Boundary annotation records:
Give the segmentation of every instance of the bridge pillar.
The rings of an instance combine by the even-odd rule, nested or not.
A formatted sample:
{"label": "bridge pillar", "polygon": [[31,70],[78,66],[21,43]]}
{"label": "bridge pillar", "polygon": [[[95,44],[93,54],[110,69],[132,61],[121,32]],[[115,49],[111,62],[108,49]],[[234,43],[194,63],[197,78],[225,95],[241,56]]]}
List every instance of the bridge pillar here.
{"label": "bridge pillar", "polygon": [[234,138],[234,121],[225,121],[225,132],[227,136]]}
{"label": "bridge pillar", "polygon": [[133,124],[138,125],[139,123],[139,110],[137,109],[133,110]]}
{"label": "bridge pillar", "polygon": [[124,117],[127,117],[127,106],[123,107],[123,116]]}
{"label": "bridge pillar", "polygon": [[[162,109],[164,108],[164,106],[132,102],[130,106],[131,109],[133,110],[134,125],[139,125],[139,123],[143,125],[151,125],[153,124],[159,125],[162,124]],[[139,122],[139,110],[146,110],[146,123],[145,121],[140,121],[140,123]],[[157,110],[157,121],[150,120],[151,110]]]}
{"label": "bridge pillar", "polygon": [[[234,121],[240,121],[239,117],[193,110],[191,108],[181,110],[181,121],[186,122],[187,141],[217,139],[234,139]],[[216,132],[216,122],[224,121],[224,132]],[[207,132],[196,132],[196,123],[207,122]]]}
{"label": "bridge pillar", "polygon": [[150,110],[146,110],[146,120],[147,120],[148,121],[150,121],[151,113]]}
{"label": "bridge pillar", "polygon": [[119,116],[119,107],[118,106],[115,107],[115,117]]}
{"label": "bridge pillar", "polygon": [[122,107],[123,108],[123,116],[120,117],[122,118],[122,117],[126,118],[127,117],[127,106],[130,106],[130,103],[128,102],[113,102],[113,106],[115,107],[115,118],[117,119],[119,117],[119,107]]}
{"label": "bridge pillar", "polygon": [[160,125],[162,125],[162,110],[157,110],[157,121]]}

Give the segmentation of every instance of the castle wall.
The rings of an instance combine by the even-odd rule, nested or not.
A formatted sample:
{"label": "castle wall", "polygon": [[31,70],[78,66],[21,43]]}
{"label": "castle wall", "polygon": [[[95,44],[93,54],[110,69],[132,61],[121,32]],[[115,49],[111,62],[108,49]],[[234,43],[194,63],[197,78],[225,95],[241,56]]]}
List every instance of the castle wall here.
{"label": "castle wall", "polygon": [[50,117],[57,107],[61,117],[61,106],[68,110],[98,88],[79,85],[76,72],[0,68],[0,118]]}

- DO THIS
Please reproduce all of the records above, line for line, without changing a single character.

- SOLUTION FOR THIS EXERCISE
Give the segmentation of every instance of the bridge pillar.
The rings of an instance combine by the even-odd rule, nested or not.
A formatted sample:
{"label": "bridge pillar", "polygon": [[31,70],[78,66],[21,43]]}
{"label": "bridge pillar", "polygon": [[[95,44],[93,54],[110,69],[132,61],[121,32]],[[115,49],[111,62],[108,49]],[[234,43],[194,63],[197,78],[225,95],[241,56]]]}
List every instance of the bridge pillar here.
{"label": "bridge pillar", "polygon": [[234,138],[234,121],[225,121],[225,132],[227,136]]}
{"label": "bridge pillar", "polygon": [[133,124],[138,125],[139,123],[139,110],[137,109],[133,110]]}
{"label": "bridge pillar", "polygon": [[124,117],[127,117],[127,106],[123,107],[123,116]]}
{"label": "bridge pillar", "polygon": [[[162,109],[164,108],[164,106],[132,102],[130,106],[131,109],[133,110],[134,125],[139,125],[139,123],[143,125],[151,125],[153,124],[159,125],[162,124]],[[139,122],[139,110],[146,110],[146,123],[145,121],[140,121],[140,123]],[[157,110],[157,121],[150,120],[151,110]]]}
{"label": "bridge pillar", "polygon": [[[234,121],[240,121],[239,117],[193,110],[191,108],[181,110],[181,121],[186,122],[187,141],[217,139],[234,139]],[[216,132],[216,122],[224,121],[224,132]],[[207,132],[196,132],[196,123],[207,122]]]}
{"label": "bridge pillar", "polygon": [[150,110],[146,110],[146,120],[147,120],[148,121],[150,121],[151,113]]}
{"label": "bridge pillar", "polygon": [[119,116],[119,107],[118,106],[115,107],[115,117]]}
{"label": "bridge pillar", "polygon": [[122,107],[123,108],[123,116],[120,117],[122,118],[122,117],[126,118],[127,117],[127,106],[130,106],[130,103],[128,102],[113,102],[113,106],[115,107],[115,118],[117,119],[119,117],[119,107]]}
{"label": "bridge pillar", "polygon": [[160,125],[162,125],[162,110],[157,110],[157,121]]}

Give the segmentation of every instance of the castle wall.
The rings of an instance combine by the even-odd rule, nested or not.
A formatted sample:
{"label": "castle wall", "polygon": [[31,70],[78,66],[21,43]]}
{"label": "castle wall", "polygon": [[[95,44],[93,54],[110,69],[132,61],[121,32]],[[115,49],[111,62],[108,49]],[[234,43],[194,63],[197,78],[225,95],[241,56]]]}
List every instance of the castle wall here.
{"label": "castle wall", "polygon": [[50,117],[57,107],[61,117],[61,106],[68,110],[98,88],[79,85],[76,72],[0,68],[0,118]]}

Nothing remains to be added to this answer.